* Stated problem *
Quote the entries in full, character for character, without their images.

* Materials provided *
----
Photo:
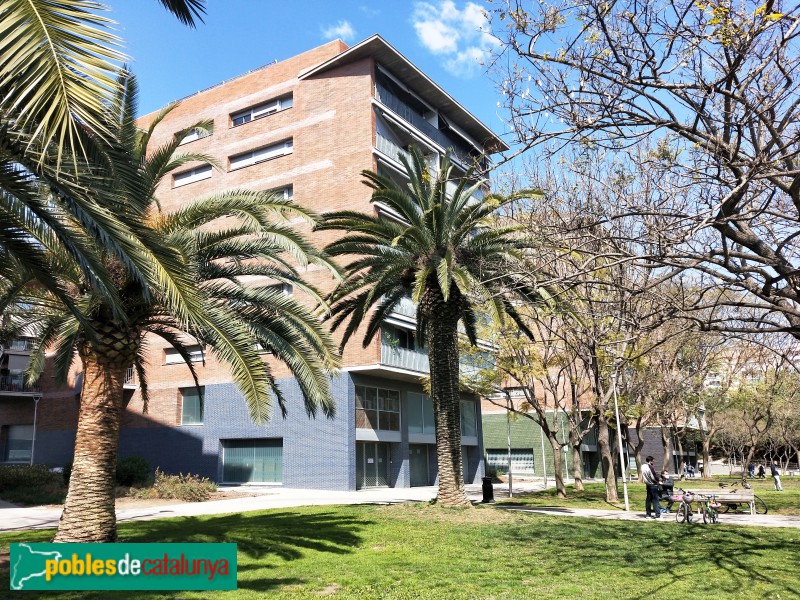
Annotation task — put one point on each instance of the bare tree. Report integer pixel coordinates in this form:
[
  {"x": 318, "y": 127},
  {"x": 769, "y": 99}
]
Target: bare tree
[{"x": 703, "y": 95}]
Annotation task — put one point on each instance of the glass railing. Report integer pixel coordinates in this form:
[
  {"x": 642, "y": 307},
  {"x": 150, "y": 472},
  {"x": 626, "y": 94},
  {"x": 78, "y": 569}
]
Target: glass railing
[
  {"x": 389, "y": 148},
  {"x": 16, "y": 383},
  {"x": 402, "y": 358},
  {"x": 25, "y": 344},
  {"x": 392, "y": 102}
]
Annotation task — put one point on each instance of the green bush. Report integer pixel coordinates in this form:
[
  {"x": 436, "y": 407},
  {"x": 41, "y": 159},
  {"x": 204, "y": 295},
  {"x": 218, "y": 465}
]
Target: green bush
[
  {"x": 132, "y": 470},
  {"x": 24, "y": 484},
  {"x": 189, "y": 488},
  {"x": 26, "y": 476}
]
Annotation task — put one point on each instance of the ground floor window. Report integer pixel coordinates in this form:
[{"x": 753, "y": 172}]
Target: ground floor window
[
  {"x": 521, "y": 459},
  {"x": 19, "y": 443},
  {"x": 252, "y": 461},
  {"x": 372, "y": 464}
]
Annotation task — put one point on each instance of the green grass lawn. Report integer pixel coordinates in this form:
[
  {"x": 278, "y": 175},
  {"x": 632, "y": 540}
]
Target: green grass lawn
[
  {"x": 778, "y": 503},
  {"x": 419, "y": 551}
]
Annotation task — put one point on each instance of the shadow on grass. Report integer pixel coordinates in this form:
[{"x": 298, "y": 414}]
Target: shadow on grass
[
  {"x": 262, "y": 540},
  {"x": 717, "y": 560}
]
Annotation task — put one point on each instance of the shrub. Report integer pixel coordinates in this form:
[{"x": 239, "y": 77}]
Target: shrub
[
  {"x": 24, "y": 484},
  {"x": 26, "y": 476},
  {"x": 132, "y": 470},
  {"x": 189, "y": 488}
]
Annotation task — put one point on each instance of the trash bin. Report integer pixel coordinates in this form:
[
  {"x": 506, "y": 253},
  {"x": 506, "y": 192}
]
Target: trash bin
[{"x": 488, "y": 490}]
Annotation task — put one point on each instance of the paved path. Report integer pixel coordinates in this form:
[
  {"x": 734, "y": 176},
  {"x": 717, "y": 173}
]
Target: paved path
[{"x": 20, "y": 519}]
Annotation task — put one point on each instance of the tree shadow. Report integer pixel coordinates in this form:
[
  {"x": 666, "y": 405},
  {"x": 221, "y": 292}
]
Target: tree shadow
[
  {"x": 675, "y": 553},
  {"x": 260, "y": 536}
]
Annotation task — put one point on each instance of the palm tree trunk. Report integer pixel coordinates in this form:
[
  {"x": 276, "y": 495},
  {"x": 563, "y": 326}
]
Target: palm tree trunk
[
  {"x": 442, "y": 335},
  {"x": 89, "y": 514}
]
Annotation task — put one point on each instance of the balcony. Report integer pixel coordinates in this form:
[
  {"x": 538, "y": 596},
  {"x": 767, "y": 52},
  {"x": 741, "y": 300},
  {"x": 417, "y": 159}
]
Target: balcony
[
  {"x": 21, "y": 345},
  {"x": 15, "y": 384},
  {"x": 459, "y": 151},
  {"x": 403, "y": 358}
]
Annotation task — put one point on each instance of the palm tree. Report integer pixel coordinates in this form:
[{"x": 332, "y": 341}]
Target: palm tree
[
  {"x": 58, "y": 74},
  {"x": 212, "y": 243},
  {"x": 442, "y": 254}
]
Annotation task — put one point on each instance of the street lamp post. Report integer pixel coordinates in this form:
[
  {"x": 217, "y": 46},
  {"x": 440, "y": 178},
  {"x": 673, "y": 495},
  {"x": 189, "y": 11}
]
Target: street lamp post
[
  {"x": 36, "y": 397},
  {"x": 622, "y": 465}
]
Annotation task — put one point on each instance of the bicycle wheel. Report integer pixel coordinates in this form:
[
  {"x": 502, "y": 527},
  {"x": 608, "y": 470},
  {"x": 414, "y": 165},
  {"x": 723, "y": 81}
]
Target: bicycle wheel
[
  {"x": 761, "y": 506},
  {"x": 680, "y": 514}
]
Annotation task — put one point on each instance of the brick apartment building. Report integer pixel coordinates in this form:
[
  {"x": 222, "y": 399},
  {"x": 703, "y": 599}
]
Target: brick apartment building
[{"x": 306, "y": 127}]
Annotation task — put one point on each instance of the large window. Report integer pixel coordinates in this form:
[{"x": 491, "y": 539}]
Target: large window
[
  {"x": 192, "y": 175},
  {"x": 262, "y": 110},
  {"x": 521, "y": 459},
  {"x": 420, "y": 413},
  {"x": 256, "y": 156},
  {"x": 192, "y": 405},
  {"x": 172, "y": 357},
  {"x": 377, "y": 408},
  {"x": 469, "y": 425},
  {"x": 19, "y": 442}
]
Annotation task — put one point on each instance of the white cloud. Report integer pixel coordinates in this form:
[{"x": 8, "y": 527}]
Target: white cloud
[
  {"x": 343, "y": 30},
  {"x": 461, "y": 36}
]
----
* Exercise answer *
Photo:
Annotation task — put one point on each instance of the bare tree. Report integer pixel coordinates in this form:
[
  {"x": 318, "y": 127},
  {"x": 769, "y": 99}
]
Target: bare tree
[{"x": 703, "y": 95}]
Annotation task — put one point on each instance of the glass railing. Report integer pixel coordinates in this form:
[
  {"x": 642, "y": 307},
  {"x": 150, "y": 472},
  {"x": 626, "y": 94},
  {"x": 78, "y": 569}
]
Target: glass railing
[
  {"x": 389, "y": 148},
  {"x": 16, "y": 383},
  {"x": 402, "y": 358},
  {"x": 25, "y": 344},
  {"x": 392, "y": 102}
]
Annotation task — put one point on each instance of the green bush. Report integer pixel coordinates in this form:
[
  {"x": 436, "y": 407},
  {"x": 41, "y": 159},
  {"x": 204, "y": 295},
  {"x": 218, "y": 465}
]
Target: green bush
[
  {"x": 132, "y": 470},
  {"x": 24, "y": 484},
  {"x": 189, "y": 488},
  {"x": 26, "y": 476}
]
Annotation task — put one point on each instance of the ground floor window. Report integer pixel coordinates in this form:
[{"x": 753, "y": 172}]
Target: ground floor window
[
  {"x": 521, "y": 459},
  {"x": 19, "y": 443},
  {"x": 252, "y": 461},
  {"x": 372, "y": 464}
]
Annotation task — put one point on each instance of the green grass lawn. Report integer pixel coordinates in this form:
[
  {"x": 278, "y": 175},
  {"x": 632, "y": 540}
]
Target: green grass lawn
[
  {"x": 778, "y": 503},
  {"x": 419, "y": 551}
]
Annotation task — put one point on each instance of the shadow on grass. Report integer pixel coordinates in this form:
[{"x": 298, "y": 414}]
Target: shadow on grass
[
  {"x": 262, "y": 540},
  {"x": 717, "y": 560}
]
Annotation task — put one point on each instance of the shrub. Report integer pixel coordinates in this form:
[{"x": 239, "y": 77}]
Target: shrub
[
  {"x": 24, "y": 484},
  {"x": 26, "y": 476},
  {"x": 132, "y": 470},
  {"x": 189, "y": 488}
]
Annotation task — put one point on each instance of the trash bin. Report integer pixel coordinates in this form:
[
  {"x": 506, "y": 253},
  {"x": 506, "y": 192}
]
Target: trash bin
[{"x": 488, "y": 490}]
Annotation task — put one point on each instance of the paved path. Report integer pixel coordinates in this form:
[
  {"x": 734, "y": 176},
  {"x": 717, "y": 173}
]
Target: paved path
[{"x": 20, "y": 519}]
Annotation task — put one point on each instance of the tree shadow. Report integer pixel coordinates in this form:
[
  {"x": 666, "y": 405},
  {"x": 221, "y": 292}
]
Target: tree shadow
[
  {"x": 675, "y": 553},
  {"x": 260, "y": 536}
]
Annotation task — put one point on each instance of the palm tree trunk. Report integer pixel coordinates in this form:
[
  {"x": 276, "y": 495},
  {"x": 563, "y": 326}
]
Target: palm tree trunk
[
  {"x": 442, "y": 335},
  {"x": 89, "y": 514}
]
Annotation task — put one point on each instance of the balcony. Report integer pixel coordinates in this form:
[
  {"x": 538, "y": 596},
  {"x": 767, "y": 52},
  {"x": 741, "y": 300},
  {"x": 417, "y": 159}
]
Target: balcony
[
  {"x": 21, "y": 345},
  {"x": 15, "y": 384},
  {"x": 459, "y": 151},
  {"x": 403, "y": 358}
]
Annotation task — put one point on each instance of the palm tree. Report integer pixel coordinates in this form:
[{"x": 332, "y": 341}]
Target: palm tree
[
  {"x": 58, "y": 74},
  {"x": 212, "y": 243},
  {"x": 442, "y": 254}
]
Annotation task — put one point on each instance of the street lamp post. Report integer pixel coordinates in this form:
[
  {"x": 217, "y": 46},
  {"x": 440, "y": 178},
  {"x": 673, "y": 495},
  {"x": 189, "y": 11}
]
Target: street lamp post
[
  {"x": 36, "y": 397},
  {"x": 622, "y": 465}
]
Annotation task — put one point on each instance of the bicycle wheel. Report integer pixel coordinates in this form:
[
  {"x": 502, "y": 527},
  {"x": 608, "y": 470},
  {"x": 414, "y": 165},
  {"x": 723, "y": 81}
]
Target: bicycle wheel
[
  {"x": 761, "y": 506},
  {"x": 680, "y": 514}
]
Annotation task — put one point on each instance of the brick apartment building. Report integer pixel coordinates in this form:
[
  {"x": 222, "y": 399},
  {"x": 703, "y": 599}
]
Target: brick apartment building
[{"x": 306, "y": 127}]
Annotation task — put one point on each instance of the large window. Report integer pixel coordinates in this form:
[{"x": 491, "y": 539}]
Target: large window
[
  {"x": 192, "y": 175},
  {"x": 262, "y": 110},
  {"x": 521, "y": 459},
  {"x": 420, "y": 413},
  {"x": 256, "y": 156},
  {"x": 192, "y": 405},
  {"x": 172, "y": 357},
  {"x": 377, "y": 408},
  {"x": 469, "y": 425},
  {"x": 19, "y": 442}
]
Annotation task — put one point on each instance of the white cloud. Report integer pixel coordinates in this form:
[{"x": 8, "y": 527}]
Target: white cloud
[
  {"x": 343, "y": 30},
  {"x": 461, "y": 36}
]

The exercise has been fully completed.